### What is being asked
The records are to be restated in their entirety, word for word.

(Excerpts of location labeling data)

***

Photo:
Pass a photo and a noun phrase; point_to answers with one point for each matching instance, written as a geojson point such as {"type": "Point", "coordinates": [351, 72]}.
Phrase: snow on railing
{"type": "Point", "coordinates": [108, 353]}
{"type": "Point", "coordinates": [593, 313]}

***

### Answer to the problem
Photo:
Pass a photo and a noun phrase; point_to answers with one point for each matching instance, written as a geojson point such as {"type": "Point", "coordinates": [351, 72]}.
Phrase: snow on railing
{"type": "Point", "coordinates": [108, 353]}
{"type": "Point", "coordinates": [593, 313]}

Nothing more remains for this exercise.